==== DOCUMENT SEGMENT

It was odd, actually, that I knew of the magazine; it must have had a very small circulation. But a couple who ran a stationery store on First Avenue, around the corner from our apartment, had recommended it to me, knowing that I wrote for
The Nation
. They were Party members, surely—of the type of Julius and Ethel Rosenberg, though the wife was much prettier than Ethel. And
Partisan Review
was a Party publication, the organ of the local John Reed Club. But I had no inkling of that then; skill in recognizing Communists came to me much later. When the pair of stationers showed me an early issue of the magazine, the husband running from behind the counter to fetch it, the wife proudly watching as I turned the pages, I found that it was over my head. It was devoted to an onslaught on the American Humanists—Stuart Sherman and Paul Elmer More—with a few rancorous sideswipes at the
Southern Agrarians—Allen Tate and John Crowe Ransom, the group called the Fugitives. I do not remember any fiction or poetry, only long, densely written articles in a language that might as well have been Russian. I was distantly familiar with the Humanists, having read about them in the
Bookman
, but these Agrarians were a mystery to me, and
PR
’s crushing brief against them left me bewildered. As for the dreary Humanists, I was surprised that they needed so much attacking. In fact, Rahv and Phillips and their colleagues were beating a dead horse there.

Nevertheless, to please the stationers, with whom we were friendly, I kept buying the magazine and trying my best to read it. There is a sad little sequel to my introduction to
PR
. It ceased publication when the Party cut off funds from the John Reed Clubs (it was announced that they would be replaced by an American Writers’ Congress); this may have already happened when I met the editors at Farrell’s. And when
Partisan Review
resumed, still edited by Rahv and Phillips but without Jack Conroy
et al.
on the masthead, it had changed color. Dwight and Fred Dupee and I and George L. K. Morris, our backer, were on the new editorial board, and
PR
was now anti-Stalinist. Some time later, maybe when my first book was published, out of the blue came a shrill letter, many times forwarded, from the Mitchell Stationers accusing me of running out on a bill John and I owed them. I cannot remember what I did about it, if anything.

========
==== DATASET ROWS

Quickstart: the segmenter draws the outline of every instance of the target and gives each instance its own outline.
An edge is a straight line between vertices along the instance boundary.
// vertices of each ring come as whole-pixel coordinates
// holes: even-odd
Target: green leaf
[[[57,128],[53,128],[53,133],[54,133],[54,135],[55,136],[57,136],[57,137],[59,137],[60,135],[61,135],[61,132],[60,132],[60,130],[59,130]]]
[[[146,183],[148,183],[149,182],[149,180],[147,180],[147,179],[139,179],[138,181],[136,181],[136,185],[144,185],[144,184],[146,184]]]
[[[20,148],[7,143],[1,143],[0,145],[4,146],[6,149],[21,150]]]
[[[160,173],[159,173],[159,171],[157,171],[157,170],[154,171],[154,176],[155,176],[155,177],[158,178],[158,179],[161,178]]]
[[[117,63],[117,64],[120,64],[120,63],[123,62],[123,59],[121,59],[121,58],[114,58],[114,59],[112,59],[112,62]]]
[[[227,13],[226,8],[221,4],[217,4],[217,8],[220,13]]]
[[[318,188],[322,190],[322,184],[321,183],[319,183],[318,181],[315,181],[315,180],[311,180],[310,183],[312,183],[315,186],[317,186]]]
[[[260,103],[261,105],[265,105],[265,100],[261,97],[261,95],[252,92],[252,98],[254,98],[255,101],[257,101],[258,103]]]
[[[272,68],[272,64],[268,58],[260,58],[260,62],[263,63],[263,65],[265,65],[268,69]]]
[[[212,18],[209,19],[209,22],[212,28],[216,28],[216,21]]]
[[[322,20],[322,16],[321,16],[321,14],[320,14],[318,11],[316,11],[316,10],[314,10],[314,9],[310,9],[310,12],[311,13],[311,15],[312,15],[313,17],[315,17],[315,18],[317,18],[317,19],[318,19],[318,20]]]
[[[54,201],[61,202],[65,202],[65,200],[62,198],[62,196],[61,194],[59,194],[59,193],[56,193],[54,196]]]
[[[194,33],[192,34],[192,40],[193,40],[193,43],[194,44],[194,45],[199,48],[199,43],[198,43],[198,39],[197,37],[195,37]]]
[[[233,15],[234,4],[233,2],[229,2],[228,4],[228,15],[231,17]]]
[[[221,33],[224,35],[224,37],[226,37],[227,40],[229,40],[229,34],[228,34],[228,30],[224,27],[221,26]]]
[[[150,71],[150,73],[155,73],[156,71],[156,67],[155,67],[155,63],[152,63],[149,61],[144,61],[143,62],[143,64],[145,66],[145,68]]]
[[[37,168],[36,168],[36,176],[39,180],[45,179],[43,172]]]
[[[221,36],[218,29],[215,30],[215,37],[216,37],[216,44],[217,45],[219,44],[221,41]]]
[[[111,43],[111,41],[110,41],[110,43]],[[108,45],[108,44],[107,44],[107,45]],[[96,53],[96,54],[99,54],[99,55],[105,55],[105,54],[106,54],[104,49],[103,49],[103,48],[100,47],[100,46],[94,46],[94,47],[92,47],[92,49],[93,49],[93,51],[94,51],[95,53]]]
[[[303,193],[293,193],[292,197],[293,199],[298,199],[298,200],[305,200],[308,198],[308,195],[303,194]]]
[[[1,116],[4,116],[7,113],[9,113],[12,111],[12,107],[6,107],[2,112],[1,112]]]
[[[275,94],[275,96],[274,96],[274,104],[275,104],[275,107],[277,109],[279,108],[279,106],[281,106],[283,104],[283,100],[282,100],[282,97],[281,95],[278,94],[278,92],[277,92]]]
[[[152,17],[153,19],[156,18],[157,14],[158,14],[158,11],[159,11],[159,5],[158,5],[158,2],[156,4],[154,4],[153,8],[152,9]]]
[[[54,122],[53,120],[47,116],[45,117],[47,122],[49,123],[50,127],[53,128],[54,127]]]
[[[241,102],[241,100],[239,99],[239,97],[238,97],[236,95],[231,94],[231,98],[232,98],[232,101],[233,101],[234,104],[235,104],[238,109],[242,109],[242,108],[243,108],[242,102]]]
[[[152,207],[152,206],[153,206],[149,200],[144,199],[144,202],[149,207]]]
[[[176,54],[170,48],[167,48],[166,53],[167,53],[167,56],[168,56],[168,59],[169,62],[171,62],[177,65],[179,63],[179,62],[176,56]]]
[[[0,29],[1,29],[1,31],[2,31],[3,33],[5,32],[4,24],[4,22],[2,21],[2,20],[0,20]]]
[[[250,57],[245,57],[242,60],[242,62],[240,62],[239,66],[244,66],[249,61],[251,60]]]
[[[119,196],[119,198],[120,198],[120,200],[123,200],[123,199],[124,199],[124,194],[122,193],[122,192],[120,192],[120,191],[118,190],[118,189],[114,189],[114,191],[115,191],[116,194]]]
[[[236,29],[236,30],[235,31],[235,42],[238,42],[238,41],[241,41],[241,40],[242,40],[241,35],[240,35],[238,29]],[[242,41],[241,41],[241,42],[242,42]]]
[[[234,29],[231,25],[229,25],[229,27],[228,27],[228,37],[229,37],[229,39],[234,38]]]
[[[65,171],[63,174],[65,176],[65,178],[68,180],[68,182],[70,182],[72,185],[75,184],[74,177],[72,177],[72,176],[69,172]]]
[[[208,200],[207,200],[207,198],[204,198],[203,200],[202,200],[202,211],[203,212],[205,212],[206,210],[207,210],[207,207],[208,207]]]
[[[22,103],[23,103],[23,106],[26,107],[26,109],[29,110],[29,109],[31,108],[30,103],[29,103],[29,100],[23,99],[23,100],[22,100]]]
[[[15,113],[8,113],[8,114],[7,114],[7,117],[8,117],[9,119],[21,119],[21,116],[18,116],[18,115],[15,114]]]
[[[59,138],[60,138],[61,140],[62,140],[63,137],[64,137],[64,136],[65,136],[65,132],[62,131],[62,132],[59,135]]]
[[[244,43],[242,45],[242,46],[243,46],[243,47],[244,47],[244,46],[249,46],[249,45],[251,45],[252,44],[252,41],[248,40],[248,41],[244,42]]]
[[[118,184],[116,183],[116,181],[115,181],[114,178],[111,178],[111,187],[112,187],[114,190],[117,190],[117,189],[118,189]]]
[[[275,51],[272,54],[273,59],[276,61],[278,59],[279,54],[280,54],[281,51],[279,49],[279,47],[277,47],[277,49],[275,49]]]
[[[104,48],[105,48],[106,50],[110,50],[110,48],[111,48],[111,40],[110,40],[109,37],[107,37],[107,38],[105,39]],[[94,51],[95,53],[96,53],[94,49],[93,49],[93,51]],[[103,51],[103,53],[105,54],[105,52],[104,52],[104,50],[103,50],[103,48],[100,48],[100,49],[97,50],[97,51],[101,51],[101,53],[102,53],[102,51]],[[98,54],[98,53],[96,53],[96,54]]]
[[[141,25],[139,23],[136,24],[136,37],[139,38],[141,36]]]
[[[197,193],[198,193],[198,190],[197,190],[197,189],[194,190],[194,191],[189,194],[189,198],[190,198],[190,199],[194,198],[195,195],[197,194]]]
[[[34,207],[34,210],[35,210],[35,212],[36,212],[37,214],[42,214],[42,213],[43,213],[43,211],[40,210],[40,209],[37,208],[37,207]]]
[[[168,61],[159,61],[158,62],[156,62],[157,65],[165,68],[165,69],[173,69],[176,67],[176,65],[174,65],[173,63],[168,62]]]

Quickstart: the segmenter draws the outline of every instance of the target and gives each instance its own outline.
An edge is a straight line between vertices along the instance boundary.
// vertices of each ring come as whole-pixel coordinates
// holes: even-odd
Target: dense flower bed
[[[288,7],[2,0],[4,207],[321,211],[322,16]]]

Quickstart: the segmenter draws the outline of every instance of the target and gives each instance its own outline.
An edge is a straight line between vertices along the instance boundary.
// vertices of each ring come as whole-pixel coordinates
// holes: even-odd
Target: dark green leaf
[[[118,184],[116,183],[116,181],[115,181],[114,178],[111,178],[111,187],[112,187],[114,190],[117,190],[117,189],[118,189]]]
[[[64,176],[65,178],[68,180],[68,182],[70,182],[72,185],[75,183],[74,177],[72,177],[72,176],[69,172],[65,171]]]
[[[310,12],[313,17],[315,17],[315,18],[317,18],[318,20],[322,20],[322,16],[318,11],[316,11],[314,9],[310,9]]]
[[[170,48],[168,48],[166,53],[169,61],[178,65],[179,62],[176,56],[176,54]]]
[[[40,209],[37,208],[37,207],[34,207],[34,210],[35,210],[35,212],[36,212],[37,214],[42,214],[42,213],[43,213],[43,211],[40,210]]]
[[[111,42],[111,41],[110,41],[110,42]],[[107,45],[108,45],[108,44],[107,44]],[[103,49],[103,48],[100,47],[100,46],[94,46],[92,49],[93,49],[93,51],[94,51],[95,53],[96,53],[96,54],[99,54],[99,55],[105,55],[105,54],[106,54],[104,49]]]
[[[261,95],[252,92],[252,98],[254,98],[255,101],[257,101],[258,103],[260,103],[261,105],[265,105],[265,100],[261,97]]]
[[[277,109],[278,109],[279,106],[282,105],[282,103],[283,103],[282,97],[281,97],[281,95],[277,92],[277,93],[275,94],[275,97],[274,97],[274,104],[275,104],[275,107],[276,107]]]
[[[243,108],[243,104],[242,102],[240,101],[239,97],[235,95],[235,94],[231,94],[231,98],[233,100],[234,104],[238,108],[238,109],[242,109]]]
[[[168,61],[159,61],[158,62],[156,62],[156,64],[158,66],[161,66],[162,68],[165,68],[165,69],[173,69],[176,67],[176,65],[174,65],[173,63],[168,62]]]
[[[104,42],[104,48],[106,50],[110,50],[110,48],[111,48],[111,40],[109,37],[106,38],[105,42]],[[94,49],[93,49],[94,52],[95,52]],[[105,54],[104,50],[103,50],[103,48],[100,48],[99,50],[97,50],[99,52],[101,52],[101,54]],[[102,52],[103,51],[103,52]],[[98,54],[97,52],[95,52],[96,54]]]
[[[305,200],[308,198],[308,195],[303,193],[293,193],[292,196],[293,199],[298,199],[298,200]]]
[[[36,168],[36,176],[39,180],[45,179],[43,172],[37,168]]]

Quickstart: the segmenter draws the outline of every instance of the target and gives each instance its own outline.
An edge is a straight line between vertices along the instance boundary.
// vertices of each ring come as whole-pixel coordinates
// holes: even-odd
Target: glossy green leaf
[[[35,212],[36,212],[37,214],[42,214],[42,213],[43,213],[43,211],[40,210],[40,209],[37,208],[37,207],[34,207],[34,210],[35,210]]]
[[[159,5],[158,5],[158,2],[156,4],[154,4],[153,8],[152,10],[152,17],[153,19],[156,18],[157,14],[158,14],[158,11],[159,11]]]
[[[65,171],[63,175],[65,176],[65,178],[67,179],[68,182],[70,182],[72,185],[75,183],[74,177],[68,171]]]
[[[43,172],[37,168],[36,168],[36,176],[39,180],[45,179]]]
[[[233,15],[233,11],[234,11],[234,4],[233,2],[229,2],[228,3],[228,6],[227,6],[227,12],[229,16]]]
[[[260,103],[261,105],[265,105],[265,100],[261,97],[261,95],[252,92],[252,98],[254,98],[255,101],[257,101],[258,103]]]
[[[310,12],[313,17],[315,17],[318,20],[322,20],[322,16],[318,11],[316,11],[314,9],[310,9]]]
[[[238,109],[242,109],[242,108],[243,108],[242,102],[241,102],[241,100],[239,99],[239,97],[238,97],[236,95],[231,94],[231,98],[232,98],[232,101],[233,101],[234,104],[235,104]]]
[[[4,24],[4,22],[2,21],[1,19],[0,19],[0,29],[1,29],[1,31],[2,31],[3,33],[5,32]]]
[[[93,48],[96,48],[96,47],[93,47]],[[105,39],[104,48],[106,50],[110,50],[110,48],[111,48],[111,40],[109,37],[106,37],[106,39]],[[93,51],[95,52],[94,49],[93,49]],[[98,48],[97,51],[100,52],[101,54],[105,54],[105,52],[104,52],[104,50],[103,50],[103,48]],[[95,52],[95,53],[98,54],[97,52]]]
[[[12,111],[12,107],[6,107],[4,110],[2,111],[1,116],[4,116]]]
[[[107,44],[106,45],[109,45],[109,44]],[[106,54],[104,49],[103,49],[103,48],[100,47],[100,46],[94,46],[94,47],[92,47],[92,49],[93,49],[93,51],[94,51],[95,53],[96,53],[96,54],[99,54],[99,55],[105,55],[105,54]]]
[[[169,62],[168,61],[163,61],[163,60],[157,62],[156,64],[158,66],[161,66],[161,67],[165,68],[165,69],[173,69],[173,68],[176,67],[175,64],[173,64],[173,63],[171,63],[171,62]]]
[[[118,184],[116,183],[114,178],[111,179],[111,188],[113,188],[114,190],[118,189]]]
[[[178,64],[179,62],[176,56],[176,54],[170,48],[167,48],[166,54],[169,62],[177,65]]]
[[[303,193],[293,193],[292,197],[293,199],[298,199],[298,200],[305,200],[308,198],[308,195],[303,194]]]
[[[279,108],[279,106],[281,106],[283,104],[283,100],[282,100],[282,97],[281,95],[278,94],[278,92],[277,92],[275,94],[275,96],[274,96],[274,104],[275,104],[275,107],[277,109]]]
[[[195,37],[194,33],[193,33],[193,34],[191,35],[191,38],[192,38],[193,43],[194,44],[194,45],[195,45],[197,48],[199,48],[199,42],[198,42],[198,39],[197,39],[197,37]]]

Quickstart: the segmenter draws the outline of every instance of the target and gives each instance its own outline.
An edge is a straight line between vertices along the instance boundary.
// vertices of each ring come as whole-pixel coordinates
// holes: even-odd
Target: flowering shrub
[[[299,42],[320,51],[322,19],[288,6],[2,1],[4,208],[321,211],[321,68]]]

========

OBJECTIVE:
Please continue the passage about Partisan Review and the stationers from its last sentence onward.

TASK RESPONSE:
In our Beekman Place apartment, besides
PR
, I was trying to read
Ulysses
. John, in the breakfast nook, was typing his play “University” (about his father and never produced), and I was writing book reviews. Every year I started
Ulysses
, but I could not get beyond the first chapter—“stately, plump Buck Mulligan”—page 47, I think it was. Then one day, long after, in a different apartment, with a different man (which?), I found myself on page 48 and never looked back. This happened with many of us:
Ulysses
gradually—but with an effect of suddenness—became accessible. It was because in the interim we had been reading diluted Joyce in writers like Faulkner and so had got used to his ways, at second remove. During the modernist crisis this was happening in all the arts: imitators and borrowers taught the “reading” of an artist at first thought to be beyond the public power of comprehension. In the visual arts, techniques of mass reproduction—imitation on a wide scale—had the same function. Thanks to reproduction, the public got used to faces with two noses or an eye in the middle of the forehead, just as a bit earlier the “funny” colors of the Fauves stopped looking funny except to a few.

Meeting the challenge of modernism, John and I went downtown to the New School for Social Research to hear Gertrude Stein; while we were there we looked at the Orozco frescoes and compared them to Rivera. Gertrude Stein’s Indian-like face and body commanded our respect, and what she said was not very difficult.
I was shocked to hear Louis Kronenberger, who wrote for
The Nation
, say angrily that she was a charlatan. “Kronenberger is a fop,” declared Farrell, without pronouncing on Gertrude Stein.

John and I read Malraux’s
Man’s Fate
, in English, without noticing that it had a Trotskyite slant on the Chinese revolution. We read Céline (I never liked him), and one Sunday afternoon the two of us read
The Communist Manifesto
aloud—I thought it was very well written. On another Sunday we went to a debate on Freud and/or Marx—surely a Communist affair. More hazily I remember another debate, on the execution of the “White Guards” in Leningrad in 1935; this may have been a Socialist initiative, for the discussion was rancorous. Actually, that mass execution was a foreshadowing of the first Moscow trials in the summer of 1936, which ended with the execution of Zinoviev and Kamenev.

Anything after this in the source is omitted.